• **Rows from a pointing dataset**
——

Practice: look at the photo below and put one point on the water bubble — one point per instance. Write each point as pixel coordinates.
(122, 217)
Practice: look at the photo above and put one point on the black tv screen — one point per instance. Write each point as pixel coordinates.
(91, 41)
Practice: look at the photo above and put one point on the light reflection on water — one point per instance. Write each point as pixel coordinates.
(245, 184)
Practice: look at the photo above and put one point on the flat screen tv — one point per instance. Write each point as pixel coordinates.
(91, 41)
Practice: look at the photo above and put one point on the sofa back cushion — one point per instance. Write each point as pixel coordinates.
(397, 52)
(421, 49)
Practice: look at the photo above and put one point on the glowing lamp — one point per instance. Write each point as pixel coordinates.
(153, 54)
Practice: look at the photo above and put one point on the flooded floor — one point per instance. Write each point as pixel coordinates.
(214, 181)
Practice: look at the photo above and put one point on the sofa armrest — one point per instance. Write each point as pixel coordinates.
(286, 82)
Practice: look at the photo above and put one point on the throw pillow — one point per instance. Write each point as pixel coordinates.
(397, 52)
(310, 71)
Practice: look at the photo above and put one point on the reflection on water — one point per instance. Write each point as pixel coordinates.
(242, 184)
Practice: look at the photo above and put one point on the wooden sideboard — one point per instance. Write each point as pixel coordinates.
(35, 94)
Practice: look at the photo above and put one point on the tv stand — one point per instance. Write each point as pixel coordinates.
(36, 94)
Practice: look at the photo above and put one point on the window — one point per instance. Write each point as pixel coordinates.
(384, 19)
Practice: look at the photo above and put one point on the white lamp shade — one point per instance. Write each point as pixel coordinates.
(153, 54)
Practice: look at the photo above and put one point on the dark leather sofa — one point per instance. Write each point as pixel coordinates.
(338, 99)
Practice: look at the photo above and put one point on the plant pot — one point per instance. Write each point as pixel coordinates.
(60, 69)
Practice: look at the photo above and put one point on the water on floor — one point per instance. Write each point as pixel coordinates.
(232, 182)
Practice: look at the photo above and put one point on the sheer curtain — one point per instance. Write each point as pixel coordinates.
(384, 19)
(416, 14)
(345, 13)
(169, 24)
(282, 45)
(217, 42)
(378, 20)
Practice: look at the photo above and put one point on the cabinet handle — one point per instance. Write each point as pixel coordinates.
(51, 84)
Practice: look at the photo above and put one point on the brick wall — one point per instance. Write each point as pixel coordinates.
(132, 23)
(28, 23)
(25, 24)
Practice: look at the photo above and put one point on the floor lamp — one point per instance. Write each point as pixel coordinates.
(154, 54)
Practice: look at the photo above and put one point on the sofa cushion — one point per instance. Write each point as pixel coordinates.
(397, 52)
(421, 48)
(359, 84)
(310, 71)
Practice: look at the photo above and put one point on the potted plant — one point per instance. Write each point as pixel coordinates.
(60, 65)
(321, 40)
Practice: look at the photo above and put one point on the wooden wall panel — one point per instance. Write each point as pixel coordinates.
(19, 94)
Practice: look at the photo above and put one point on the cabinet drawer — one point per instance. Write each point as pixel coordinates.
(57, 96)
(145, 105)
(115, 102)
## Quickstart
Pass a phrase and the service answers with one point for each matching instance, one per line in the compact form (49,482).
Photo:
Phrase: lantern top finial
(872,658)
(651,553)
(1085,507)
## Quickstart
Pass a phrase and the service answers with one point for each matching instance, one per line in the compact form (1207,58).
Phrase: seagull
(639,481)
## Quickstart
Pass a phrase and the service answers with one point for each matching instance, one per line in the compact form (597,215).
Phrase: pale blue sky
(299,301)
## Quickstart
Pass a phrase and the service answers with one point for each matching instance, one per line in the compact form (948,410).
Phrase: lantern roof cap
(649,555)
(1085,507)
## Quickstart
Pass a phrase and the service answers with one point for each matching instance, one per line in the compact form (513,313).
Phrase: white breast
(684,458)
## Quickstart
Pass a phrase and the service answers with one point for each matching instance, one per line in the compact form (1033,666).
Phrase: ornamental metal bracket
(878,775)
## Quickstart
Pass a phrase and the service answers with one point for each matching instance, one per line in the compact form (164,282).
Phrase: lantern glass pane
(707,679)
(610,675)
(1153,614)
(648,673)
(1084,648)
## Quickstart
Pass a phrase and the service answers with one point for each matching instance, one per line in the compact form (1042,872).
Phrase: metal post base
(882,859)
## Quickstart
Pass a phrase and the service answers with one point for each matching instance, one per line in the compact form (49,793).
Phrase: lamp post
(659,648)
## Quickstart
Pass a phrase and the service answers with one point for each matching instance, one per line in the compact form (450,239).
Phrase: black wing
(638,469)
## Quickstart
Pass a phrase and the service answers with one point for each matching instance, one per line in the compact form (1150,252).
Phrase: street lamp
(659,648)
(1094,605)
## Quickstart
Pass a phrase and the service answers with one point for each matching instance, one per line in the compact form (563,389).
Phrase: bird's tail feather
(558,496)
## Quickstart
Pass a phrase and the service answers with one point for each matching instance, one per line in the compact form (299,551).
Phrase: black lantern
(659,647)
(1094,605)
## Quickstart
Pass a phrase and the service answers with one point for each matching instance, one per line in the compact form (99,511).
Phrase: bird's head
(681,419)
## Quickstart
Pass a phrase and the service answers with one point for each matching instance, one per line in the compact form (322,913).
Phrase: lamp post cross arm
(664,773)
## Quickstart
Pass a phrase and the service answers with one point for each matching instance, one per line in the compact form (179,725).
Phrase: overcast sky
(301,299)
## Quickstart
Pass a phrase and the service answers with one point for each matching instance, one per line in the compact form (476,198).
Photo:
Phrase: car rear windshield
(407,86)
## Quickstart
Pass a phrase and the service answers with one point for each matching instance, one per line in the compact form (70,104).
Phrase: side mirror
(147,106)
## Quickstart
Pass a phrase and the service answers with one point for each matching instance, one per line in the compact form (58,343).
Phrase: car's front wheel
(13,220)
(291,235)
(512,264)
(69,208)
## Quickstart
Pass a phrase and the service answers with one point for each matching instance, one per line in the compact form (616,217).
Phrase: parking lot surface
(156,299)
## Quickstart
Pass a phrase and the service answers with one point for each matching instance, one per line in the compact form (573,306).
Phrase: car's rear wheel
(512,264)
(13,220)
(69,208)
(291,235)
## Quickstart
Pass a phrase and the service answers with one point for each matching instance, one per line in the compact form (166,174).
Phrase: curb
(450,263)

——

• **PROBLEM TO SOLVE**
The listing above must be transcribed exactly, line by line.

• **COMPLETED TASK**
Practice: look at the photo below and put one point on the water bubble — one point per instance. Write each point as pixel coordinates.
(122, 217)
Practice: look at the photo above and put one point on the black tv screen — one point per instance. Write each point as pixel coordinates.
(91, 41)
Practice: look at the photo above and put one point on the light reflection on water — one point per instance. Write each point as pixel coordinates.
(245, 184)
Practice: look at the photo above and put one point on the flat screen tv — one point per instance. Write each point as pixel coordinates.
(91, 41)
Practice: look at the photo above and put one point on the sofa back cushion — one point per instance. Write each point as pixel coordinates.
(397, 52)
(421, 49)
Practice: look at the photo above and put one point on the glowing lamp — one point per instance. Write each point as pixel coordinates.
(153, 54)
Practice: look at the photo above and put one point on the flooded floor — one point per instance. Write each point as pixel coordinates.
(214, 181)
Practice: look at the photo above and put one point on the sofa armrest — one point per instance. Write each point as pixel coordinates.
(286, 82)
Practice: look at the photo above and put one point on the throw pillow — one point per instance. Write each point as pixel coordinates.
(397, 52)
(310, 71)
Practice: look at the photo above and put one point on the reflection on water — one point per instance. Write each point as pixel coordinates.
(242, 184)
Practice: look at the photo above and put one point on the wooden sideboard — one point per instance. Write each point as pixel coordinates.
(35, 94)
Practice: look at the photo above and put one point on the tv stand — one point per instance. Write each point as pixel coordinates.
(36, 94)
Practice: look at the photo above and put one point on the window — one point per instance. Write each point as pixel coordinates.
(384, 19)
Practice: look at the photo above and put one point on the white lamp shade — one point per instance. Write each point as pixel coordinates.
(153, 54)
Practice: look at the photo above and put one point on the dark leather sofa — one point per instance. Write each point as pixel coordinates.
(338, 99)
Practice: look at the photo above and put one point on the plant pot — one point per instance. Write each point as pixel coordinates.
(60, 69)
Practice: look at the photo above and put one point on the water on floor — one point per instance. Write each point as pixel coordinates.
(232, 182)
Practice: look at the photo above and put one point on the sheer curtain — one point per instance. Write each point as pixel coordinates.
(384, 19)
(416, 14)
(345, 13)
(169, 24)
(282, 45)
(217, 42)
(378, 20)
Practice: look at the photo above and put one point on the cabinet handle — one point per instance. Write each point as pixel coordinates.
(51, 84)
Practice: look at the photo above and put one point on the brick wall — one point per instance. Write each point as pixel coordinates.
(132, 23)
(28, 23)
(25, 24)
Practice: look at the photo above and put one point on the floor lamp — one point per instance. Write each point as pixel coordinates.
(154, 54)
Practice: look at the photo above and put one point on the sofa cushion — one point per instance. Write each point as pixel coordinates.
(397, 52)
(421, 48)
(359, 84)
(310, 71)
Practice: look at the photo above and put one point on the potted plant — one point per instance. Write each point as pixel coordinates.
(60, 65)
(321, 40)
Practice: look at the photo above and put one point on the wooden wall panel — one point per instance. Write each point as pixel coordinates.
(19, 94)
Practice: look at the photo above and put one point on the cabinet drawer — one point per instance. Write each point as pixel coordinates.
(57, 96)
(145, 105)
(115, 102)
## Quickstart
Pass a phrase and the service answers with one point for each matching instance, one per line in the compact form (49,482).
Photo:
Phrase: lantern top finial
(872,658)
(651,553)
(1085,507)
## Quickstart
Pass a phrase and the service answers with one point for each matching instance, one per line in the compact form (1207,58).
Phrase: seagull
(639,481)
## Quickstart
Pass a phrase and the service answers with one point for each matching instance, one per line in the compact form (597,215).
Phrase: pale blue sky
(299,301)
## Quickstart
Pass a phrase and the service answers with one point for each matching instance, one per line in the compact form (948,410).
Phrase: lantern roof cap
(649,555)
(1085,507)
## Quickstart
Pass a phrase and the service answers with one point for each matching instance, one per line in the compact form (513,313).
Phrase: white breast
(684,458)
## Quickstart
Pass a phrase and the service answers with one point for each matching instance, one per line in the compact form (1033,666).
Phrase: ornamental metal bracket
(878,775)
## Quickstart
Pass a phrase and the service answers with one point for each matching instance, one per line in the compact form (164,282).
Phrase: lantern glass pane
(707,679)
(610,675)
(1153,614)
(648,673)
(1084,648)
## Quickstart
Pass a phrase and the service answers with one point for each matching instance, one per line in the compact form (1042,872).
Phrase: metal post base
(882,859)
## Quickstart
Pass a phrase and the service answers with one point for each matching instance, one per line in the compact form (49,793).
Phrase: lamp post
(659,648)
## Quickstart
Pass a phrase and the service answers with one point for each matching instance, one per line in the compact form (450,239).
Phrase: black wing
(638,469)
## Quickstart
Pass a phrase and the service answers with one point for each matching instance, one per line in the compact form (1150,252).
Phrase: street lamp
(659,648)
(1094,605)
## Quickstart
Pass a phrase and the service answers with one point for each matching instance, one per line in the compact form (563,389).
Phrase: bird's tail feather
(558,496)
## Quickstart
Pass a phrase and the service answers with one point for each matching instance, one per line in the compact form (299,551).
Phrase: black lantern
(659,647)
(1094,605)
## Quickstart
Pass a phrase and the service answers with one point for each matching instance, one per line in the compact form (99,511).
Phrase: bird's head
(681,419)
## Quickstart
Pass a phrase and the service answers with one point for each matching instance, one per line in the compact form (322,913).
Phrase: lamp post cross arm
(664,773)
## Quickstart
Pass a phrase and the service answers with one point for each matching instance, one per line in the compact form (179,725).
Phrase: overcast sky
(301,299)
## Quickstart
Pass a phrase and the service answers with one point for each matching instance, one per line in the compact form (476,198).
Photo:
Phrase: car rear windshield
(407,86)
## Quickstart
Pass a phrase and the service answers with one point for each matching instance, one per line in the compact form (70,104).
Phrase: side mirror
(147,106)
## Quickstart
Pass a phrase and the service answers with one point for each matching instance, one per line in the compact form (58,343).
Phrase: car's front wheel
(13,220)
(291,235)
(512,264)
(69,208)
## Quickstart
Pass a phrase and the service answers with one point for each matching instance, one per line in the compact form (616,217).
Phrase: parking lot surface
(156,299)
## Quickstart
Pass a phrase and the service answers with one point for each matching instance, one per line in the compact form (573,306).
Phrase: car's rear wheel
(512,264)
(13,220)
(69,208)
(291,235)
## Quickstart
Pass a phrase and the service answers with one point for each matching instance, one per line in the compact form (166,174).
Phrase: curb
(450,263)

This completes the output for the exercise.